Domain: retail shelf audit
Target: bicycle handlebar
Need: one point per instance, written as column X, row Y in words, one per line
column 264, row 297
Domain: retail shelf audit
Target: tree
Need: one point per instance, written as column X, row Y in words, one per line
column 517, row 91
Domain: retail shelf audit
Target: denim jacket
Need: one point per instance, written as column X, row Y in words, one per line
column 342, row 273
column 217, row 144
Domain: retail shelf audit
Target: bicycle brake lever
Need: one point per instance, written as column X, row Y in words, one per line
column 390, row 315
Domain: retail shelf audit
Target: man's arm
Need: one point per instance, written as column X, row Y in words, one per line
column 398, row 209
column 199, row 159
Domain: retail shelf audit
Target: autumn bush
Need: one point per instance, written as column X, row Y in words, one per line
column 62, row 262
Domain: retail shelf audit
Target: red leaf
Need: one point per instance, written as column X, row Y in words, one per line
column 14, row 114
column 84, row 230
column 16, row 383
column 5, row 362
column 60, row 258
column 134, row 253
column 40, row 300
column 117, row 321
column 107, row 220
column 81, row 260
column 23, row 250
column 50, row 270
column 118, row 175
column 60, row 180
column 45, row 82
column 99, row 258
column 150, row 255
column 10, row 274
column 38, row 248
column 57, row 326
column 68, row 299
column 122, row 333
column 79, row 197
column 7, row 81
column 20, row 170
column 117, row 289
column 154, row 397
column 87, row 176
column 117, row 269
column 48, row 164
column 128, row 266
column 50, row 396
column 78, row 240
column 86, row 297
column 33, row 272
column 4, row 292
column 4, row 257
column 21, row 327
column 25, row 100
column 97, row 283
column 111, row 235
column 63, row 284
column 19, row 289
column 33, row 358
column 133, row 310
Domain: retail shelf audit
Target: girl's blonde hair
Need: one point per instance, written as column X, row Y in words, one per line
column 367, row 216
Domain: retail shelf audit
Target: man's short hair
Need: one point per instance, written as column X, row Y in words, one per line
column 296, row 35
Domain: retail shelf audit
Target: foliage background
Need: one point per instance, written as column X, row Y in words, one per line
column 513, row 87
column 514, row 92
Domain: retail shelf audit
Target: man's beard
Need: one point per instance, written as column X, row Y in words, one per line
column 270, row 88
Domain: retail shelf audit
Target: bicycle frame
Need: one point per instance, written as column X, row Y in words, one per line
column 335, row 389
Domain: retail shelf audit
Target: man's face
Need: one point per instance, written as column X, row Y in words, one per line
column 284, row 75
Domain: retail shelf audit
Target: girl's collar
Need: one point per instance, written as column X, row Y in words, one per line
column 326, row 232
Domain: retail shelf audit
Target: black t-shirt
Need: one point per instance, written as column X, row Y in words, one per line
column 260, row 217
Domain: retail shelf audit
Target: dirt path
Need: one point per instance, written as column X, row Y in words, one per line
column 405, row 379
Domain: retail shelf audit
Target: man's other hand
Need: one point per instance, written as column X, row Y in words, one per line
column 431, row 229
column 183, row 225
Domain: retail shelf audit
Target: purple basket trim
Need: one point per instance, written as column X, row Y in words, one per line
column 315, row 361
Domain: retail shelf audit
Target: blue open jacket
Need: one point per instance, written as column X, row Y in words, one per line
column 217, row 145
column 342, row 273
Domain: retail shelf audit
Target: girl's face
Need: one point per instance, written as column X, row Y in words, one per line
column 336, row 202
+++
| Objective |
Rewrite every line of the rows above as one numbered list, skipping any blank lines.

| Solution to this exercise |
1. Domain: retail shelf audit
2. Target: bicycle handlebar
3. Need: one point per instance, written as column X, row Y in words, one per line
4. column 264, row 297
5. Domain: retail shelf audit
6. Target: tree
7. Need: one point per instance, written as column X, row Y in words, one per line
8. column 517, row 91
9. Domain: retail shelf audit
10. Target: denim jacket
11. Need: one point per instance, written as column X, row Y in words, one per line
12. column 342, row 273
13. column 217, row 144
14. Domain: retail shelf audit
15. Target: bicycle brake lever
16. Need: one point per instance, written as column X, row Y in words, one per line
17. column 390, row 315
18. Domain: retail shelf audit
19. Target: man's arm
20. Need: one point per instance, written as column X, row Y in words, one per line
21. column 398, row 209
22. column 199, row 159
23. Domain: retail shelf audit
24. Target: autumn bush
25. Need: one point per instance, written as column X, row Y in words, one per line
26. column 62, row 262
27. Domain: retail shelf audit
28. Target: red leaf
29. Need: one point per instance, written as column X, row Y in words, one per line
30. column 14, row 114
31. column 84, row 230
32. column 16, row 383
33. column 5, row 362
34. column 60, row 258
35. column 134, row 253
36. column 40, row 300
37. column 117, row 321
38. column 107, row 220
39. column 81, row 260
40. column 23, row 250
41. column 50, row 270
42. column 118, row 175
43. column 60, row 180
44. column 45, row 82
45. column 99, row 258
46. column 150, row 255
47. column 10, row 274
48. column 38, row 248
49. column 57, row 326
50. column 68, row 299
51. column 122, row 333
52. column 79, row 197
53. column 7, row 81
54. column 20, row 170
55. column 117, row 289
56. column 154, row 397
57. column 87, row 176
58. column 117, row 269
59. column 48, row 164
60. column 128, row 266
61. column 50, row 396
62. column 78, row 240
63. column 86, row 297
64. column 33, row 272
65. column 4, row 292
66. column 4, row 257
67. column 21, row 327
68. column 25, row 100
69. column 97, row 283
70. column 111, row 235
71. column 63, row 284
72. column 19, row 289
73. column 33, row 358
74. column 133, row 310
75. Domain: retail shelf audit
76. Target: girl's blonde hair
77. Need: one point per instance, written as column X, row Y in words, one per line
78. column 367, row 216
79. Domain: retail shelf audit
80. Target: man's short hair
81. Need: one point per instance, written as column X, row Y in words, one per line
82. column 296, row 35
83. Domain: retail shelf audit
84. Target: foliage background
85. Need: one point per instance, written as column X, row Y in words, one per line
86. column 513, row 87
87. column 514, row 92
88. Domain: retail shelf audit
89. Target: man's beard
90. Need: one point per instance, written as column X, row Y in words, one per line
91. column 270, row 88
92. Domain: retail shelf audit
93. Target: bicycle frame
94. Need: one point per instance, written as column X, row Y in words, one per line
95. column 335, row 389
96. Domain: retail shelf audit
97. Target: man's face
98. Need: one point per instance, written as column X, row Y in words, one per line
99. column 284, row 75
100. Domain: retail shelf audit
101. Target: girl's collar
102. Need: one point per instance, written as column X, row Y in words, one per line
103. column 326, row 232
104. Domain: retail shelf audit
105. Target: black t-shirt
106. Need: one point per instance, written as column X, row Y in words, one per line
107. column 260, row 217
108. Domain: retail shelf audit
109. Target: dirt path
110. Need: one point per instance, written as column X, row Y in words, one per line
111. column 405, row 379
112. Domain: retail shelf audit
113. Target: man's other hand
114. Need: one point per instance, written as column X, row Y in words, one per line
115. column 431, row 229
116. column 183, row 225
117. Domain: retail shelf audit
118. Target: purple basket trim
119. Need: one point per instance, written as column X, row Y in words, one per line
120. column 315, row 361
121. Domain: retail shelf audit
122. Target: blue open jacket
123. Need: one point per instance, written as column X, row Y in words, one per line
124. column 217, row 145
125. column 342, row 273
126. Domain: retail shelf audit
127. Target: girl's face
128. Need: one point per instance, written as column X, row Y in words, one per line
129. column 336, row 202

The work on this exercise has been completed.